**PROBLEMA BREVE 1**
Según el relato sobre la familia de Alan y Gyan, explica por qué la familia tuvo que abandonar Hakasa en el verano de 2014.
**PROBLEMA BREVE 2**
Reúne todas las líneas de las entradas que contienen la palabra "city".

**FRAGMENTO FUENTE**
• • • • •

Mónica Costa Riba

“Cuando cierro los ojos, lo único que veo es que estoy de nuevo con mi padre”, me contó Alan Mohamed cuando lo conocí en un campo de refugiados cerca de Atenas, el pasado mes de julio. Él y su hermana Gyan, que tienen distrofia muscular desde que nacieron, creían que nunca iba a llegar ese momento.

Pero el jueves por la noche, en Hanover (Alemania), contra todo pronóstico y después de un viaje en el que cruzaron cuatro fronteras y de estar atrapados el año pasado en Grecia, la familia pudo por fin volver a reunirse

Su emotivo reencuentro es la culminación de un viaje aparentemente imposible que comenzaron juntos como familia en Siria, el verano de 2014.

En aquel entonces, Alan y Gyan, que usan silla de ruedas, vivían en Hakasa con sus padres, dos hermanas y un hermano. Cuando el grupo armado autodenominado Estado Islámico se acercó a la localidad, la familia no tuvo más opción que huir.

• • • • •

**ENTRADAS LISTADAS**
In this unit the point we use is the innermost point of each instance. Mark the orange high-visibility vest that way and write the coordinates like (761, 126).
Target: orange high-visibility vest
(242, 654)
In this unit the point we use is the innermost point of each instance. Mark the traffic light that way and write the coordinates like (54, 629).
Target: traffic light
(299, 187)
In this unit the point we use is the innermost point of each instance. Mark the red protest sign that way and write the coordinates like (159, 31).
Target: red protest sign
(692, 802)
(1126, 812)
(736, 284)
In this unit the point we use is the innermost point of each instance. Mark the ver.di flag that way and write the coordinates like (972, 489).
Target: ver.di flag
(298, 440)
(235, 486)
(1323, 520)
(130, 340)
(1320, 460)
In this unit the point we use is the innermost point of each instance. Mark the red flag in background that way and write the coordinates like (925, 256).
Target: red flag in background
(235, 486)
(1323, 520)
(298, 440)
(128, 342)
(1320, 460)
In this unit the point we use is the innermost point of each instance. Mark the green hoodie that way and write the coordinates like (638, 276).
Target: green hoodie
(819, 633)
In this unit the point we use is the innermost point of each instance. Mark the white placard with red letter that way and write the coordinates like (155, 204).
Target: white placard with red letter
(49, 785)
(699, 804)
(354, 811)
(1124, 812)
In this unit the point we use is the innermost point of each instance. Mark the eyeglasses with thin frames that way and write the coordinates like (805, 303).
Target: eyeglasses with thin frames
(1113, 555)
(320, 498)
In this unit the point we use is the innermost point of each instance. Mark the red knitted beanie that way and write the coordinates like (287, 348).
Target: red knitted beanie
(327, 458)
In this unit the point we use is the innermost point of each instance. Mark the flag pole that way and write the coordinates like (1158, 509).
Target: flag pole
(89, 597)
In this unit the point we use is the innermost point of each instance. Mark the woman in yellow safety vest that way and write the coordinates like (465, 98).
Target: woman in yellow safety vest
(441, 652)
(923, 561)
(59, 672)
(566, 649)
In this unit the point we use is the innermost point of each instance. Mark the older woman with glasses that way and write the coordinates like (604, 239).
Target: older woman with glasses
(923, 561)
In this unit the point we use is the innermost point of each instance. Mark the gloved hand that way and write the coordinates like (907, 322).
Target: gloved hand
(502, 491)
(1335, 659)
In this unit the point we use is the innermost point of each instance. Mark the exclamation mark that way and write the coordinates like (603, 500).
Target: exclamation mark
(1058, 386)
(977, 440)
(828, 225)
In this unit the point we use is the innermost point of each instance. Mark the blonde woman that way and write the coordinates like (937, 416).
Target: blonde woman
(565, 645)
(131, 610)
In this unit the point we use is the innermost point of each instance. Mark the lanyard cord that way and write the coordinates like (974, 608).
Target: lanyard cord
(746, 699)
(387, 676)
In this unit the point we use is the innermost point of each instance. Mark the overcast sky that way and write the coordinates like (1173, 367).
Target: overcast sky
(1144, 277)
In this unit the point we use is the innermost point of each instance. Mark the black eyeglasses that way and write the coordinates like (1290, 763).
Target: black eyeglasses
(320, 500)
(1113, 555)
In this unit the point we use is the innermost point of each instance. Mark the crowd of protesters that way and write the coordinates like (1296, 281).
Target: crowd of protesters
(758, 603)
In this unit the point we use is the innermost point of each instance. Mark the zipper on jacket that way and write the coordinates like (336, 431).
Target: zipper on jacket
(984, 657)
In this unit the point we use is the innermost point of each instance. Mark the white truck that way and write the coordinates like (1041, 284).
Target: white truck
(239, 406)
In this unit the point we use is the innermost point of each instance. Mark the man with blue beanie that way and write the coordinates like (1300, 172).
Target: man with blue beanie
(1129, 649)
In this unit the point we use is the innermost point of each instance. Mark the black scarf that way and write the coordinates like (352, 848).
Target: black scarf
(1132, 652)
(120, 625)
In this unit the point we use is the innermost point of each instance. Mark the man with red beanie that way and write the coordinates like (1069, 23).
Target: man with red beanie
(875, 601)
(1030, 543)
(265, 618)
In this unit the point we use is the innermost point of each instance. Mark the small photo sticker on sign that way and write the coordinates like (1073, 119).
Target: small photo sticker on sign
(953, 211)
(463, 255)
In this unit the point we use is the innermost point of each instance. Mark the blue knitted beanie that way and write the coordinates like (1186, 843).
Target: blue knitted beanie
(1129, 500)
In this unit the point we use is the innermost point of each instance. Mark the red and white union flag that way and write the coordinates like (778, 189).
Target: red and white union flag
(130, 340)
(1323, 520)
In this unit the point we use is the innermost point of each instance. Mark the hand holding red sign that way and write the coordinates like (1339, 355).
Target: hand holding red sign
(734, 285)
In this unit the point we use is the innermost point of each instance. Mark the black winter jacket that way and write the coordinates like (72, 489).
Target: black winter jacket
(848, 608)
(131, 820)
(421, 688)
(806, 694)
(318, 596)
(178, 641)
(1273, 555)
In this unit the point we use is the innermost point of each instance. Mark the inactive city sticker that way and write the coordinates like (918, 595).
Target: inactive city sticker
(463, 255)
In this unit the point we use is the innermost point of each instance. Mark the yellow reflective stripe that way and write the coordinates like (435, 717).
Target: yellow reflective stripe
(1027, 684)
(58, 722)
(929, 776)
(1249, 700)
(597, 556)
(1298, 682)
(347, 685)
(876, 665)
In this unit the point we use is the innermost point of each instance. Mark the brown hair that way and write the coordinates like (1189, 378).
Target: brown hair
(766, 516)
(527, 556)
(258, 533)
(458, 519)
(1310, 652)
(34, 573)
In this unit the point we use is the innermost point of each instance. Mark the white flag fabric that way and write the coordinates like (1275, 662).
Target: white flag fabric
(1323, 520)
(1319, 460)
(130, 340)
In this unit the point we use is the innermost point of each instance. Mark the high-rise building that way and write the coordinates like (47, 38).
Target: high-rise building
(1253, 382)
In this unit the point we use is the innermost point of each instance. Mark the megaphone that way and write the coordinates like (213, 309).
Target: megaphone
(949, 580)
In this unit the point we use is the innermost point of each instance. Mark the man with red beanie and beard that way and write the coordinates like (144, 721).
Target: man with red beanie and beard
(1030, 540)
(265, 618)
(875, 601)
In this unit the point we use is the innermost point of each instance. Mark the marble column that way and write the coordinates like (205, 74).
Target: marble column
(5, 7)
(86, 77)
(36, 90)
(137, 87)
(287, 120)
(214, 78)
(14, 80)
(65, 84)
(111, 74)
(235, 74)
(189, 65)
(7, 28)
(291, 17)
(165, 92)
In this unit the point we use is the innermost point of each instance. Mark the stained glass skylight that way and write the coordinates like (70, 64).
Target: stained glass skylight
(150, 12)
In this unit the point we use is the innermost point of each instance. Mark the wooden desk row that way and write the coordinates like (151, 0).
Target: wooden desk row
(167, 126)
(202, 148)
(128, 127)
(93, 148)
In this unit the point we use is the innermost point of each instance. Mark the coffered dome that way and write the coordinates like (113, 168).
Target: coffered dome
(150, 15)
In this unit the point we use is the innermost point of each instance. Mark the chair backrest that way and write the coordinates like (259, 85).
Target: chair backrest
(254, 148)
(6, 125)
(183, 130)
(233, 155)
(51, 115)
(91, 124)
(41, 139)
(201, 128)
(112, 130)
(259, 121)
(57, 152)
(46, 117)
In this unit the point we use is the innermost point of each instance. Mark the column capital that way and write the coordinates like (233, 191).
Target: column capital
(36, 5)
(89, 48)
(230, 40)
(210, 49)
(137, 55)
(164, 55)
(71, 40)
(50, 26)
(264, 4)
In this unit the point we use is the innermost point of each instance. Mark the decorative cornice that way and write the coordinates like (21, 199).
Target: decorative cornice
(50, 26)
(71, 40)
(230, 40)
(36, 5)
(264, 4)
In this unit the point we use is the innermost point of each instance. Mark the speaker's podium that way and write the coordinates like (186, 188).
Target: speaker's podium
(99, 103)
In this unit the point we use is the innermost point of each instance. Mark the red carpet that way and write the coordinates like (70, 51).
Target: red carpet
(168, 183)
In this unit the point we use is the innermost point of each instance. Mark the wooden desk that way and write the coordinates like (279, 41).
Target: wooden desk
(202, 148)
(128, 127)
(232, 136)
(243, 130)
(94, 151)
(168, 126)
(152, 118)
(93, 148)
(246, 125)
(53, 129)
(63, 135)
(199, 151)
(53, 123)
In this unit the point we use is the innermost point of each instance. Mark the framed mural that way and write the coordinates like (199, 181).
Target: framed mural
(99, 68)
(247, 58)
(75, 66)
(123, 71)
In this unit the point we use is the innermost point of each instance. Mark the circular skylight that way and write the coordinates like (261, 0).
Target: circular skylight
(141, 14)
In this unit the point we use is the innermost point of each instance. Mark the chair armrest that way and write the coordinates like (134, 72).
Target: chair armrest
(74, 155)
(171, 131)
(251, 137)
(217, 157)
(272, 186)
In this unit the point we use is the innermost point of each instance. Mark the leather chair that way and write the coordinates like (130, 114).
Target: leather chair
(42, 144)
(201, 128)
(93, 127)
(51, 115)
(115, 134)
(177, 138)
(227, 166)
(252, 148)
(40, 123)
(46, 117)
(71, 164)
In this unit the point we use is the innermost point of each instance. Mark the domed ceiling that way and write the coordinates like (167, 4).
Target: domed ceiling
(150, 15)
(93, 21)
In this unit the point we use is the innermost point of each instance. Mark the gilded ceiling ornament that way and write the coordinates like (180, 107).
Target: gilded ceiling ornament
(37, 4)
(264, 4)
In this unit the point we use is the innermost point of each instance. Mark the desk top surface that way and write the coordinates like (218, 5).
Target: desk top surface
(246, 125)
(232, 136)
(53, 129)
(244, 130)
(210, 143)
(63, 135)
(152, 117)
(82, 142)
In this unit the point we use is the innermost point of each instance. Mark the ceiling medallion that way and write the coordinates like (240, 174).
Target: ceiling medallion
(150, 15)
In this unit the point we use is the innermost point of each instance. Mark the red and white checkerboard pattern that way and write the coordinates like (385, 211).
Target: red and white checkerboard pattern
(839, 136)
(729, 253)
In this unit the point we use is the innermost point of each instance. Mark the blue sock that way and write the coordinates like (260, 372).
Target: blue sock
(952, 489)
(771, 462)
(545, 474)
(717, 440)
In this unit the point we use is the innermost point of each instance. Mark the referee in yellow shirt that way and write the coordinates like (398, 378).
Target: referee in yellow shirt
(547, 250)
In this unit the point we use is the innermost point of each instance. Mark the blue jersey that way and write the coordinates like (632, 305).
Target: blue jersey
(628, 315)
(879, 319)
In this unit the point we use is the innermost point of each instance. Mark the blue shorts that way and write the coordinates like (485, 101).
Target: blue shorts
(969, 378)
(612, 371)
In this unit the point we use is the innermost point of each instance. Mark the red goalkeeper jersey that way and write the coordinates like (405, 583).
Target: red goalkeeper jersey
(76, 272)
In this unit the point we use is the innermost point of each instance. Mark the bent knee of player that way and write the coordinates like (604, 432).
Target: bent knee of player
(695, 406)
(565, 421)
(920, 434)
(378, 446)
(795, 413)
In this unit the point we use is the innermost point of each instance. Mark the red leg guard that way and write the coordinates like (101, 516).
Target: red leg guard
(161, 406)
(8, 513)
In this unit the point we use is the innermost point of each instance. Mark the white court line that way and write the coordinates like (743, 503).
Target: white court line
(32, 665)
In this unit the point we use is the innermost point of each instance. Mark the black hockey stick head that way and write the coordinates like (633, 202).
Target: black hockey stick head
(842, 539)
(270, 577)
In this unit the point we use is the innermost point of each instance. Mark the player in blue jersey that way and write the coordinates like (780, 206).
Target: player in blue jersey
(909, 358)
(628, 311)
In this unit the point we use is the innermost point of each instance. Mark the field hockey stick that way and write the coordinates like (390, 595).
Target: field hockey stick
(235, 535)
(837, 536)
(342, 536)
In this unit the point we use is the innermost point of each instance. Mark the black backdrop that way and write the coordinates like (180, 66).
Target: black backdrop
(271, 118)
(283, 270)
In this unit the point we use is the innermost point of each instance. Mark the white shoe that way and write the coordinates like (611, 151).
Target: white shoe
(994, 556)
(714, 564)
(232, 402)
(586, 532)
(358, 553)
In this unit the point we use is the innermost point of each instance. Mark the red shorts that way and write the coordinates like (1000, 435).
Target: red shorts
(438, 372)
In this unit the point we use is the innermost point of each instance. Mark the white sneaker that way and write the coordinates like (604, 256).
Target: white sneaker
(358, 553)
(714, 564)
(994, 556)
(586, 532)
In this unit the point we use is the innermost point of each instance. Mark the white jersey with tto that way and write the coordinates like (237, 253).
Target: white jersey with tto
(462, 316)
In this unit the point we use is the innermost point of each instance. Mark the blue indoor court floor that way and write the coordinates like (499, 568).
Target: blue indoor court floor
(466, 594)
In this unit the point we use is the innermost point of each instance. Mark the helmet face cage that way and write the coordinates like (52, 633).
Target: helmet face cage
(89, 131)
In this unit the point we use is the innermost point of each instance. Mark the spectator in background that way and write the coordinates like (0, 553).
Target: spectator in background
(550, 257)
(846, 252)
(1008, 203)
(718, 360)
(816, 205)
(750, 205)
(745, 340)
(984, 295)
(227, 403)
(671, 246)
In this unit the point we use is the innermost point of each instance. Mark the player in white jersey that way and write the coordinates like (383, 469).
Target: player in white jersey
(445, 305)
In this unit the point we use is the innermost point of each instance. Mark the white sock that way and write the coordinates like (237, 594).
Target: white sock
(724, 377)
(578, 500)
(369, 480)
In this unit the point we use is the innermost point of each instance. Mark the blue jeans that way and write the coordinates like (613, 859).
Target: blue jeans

• • • • •

**RESPUESTA CORRECTA 1**
La familia huyó de Hakasa porque el grupo armado autodenominado Estado Islámico se acercó a la localidad, y no tuvo más opción que marcharse.

**RESPUESTA CORRECTA 2**
In this unit the point we use is the innermost point of each instance. Mark the inactive city sticker that way and write the coordinates like (918, 595).
Target: inactive city sticker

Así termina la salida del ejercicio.